*Given data*:
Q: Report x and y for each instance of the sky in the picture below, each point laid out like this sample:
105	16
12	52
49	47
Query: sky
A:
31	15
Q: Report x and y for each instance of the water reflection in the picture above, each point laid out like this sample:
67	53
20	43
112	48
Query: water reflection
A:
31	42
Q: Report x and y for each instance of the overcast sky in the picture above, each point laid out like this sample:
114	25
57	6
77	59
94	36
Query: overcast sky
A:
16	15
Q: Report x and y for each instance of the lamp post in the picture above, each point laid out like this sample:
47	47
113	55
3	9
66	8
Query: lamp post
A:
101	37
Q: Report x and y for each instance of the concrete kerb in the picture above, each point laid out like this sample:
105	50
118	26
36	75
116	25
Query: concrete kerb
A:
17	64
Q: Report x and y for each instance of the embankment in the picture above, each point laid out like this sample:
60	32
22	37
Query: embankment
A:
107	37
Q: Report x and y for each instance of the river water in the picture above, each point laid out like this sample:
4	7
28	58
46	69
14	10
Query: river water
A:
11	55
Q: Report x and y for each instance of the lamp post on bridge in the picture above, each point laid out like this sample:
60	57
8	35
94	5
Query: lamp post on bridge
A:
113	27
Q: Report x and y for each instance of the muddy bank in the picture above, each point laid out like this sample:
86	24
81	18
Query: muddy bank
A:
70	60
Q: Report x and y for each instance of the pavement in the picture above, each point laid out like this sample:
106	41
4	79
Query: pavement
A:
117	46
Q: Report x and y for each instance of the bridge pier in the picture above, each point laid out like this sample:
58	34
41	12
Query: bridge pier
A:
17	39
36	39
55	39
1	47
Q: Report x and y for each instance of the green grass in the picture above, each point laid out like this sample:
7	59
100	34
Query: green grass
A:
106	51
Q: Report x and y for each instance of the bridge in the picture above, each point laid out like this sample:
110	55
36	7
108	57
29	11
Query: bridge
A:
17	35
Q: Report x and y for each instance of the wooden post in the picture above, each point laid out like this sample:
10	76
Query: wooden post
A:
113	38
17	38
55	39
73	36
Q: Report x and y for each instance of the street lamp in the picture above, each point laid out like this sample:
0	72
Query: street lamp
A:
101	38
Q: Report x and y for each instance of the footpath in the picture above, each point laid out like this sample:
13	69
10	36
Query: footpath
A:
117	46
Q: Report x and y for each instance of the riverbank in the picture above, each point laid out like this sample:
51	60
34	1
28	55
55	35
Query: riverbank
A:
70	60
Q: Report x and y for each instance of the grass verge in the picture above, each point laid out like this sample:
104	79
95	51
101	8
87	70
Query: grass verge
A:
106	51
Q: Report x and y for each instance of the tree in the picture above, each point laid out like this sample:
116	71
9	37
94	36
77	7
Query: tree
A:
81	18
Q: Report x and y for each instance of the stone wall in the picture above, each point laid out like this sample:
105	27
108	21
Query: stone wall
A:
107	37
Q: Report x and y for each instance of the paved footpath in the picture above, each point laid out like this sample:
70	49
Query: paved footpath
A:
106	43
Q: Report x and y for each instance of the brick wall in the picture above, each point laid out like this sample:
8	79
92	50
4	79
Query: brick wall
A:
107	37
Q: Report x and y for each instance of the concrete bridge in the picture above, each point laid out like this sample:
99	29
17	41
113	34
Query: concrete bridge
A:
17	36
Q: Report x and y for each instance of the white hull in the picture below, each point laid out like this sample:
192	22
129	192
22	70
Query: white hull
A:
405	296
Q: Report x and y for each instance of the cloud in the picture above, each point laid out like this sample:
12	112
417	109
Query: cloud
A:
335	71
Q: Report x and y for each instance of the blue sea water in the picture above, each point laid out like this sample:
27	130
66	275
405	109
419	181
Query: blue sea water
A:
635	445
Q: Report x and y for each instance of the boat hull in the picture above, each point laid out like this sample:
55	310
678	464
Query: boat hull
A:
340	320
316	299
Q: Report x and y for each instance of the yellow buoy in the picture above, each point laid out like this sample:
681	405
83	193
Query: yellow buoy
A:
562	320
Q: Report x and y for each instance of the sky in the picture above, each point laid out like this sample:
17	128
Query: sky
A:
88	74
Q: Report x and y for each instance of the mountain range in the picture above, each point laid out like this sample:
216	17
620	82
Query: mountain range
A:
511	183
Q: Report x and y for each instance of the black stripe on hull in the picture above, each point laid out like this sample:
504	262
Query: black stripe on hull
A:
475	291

*What to produce*:
Extract, from the material above, each line holding the word "paved".

*Output of the task*:
Q: Report x and y for each instance of the paved footpath in the picture above, each point laid out like this sample:
Query: paved footpath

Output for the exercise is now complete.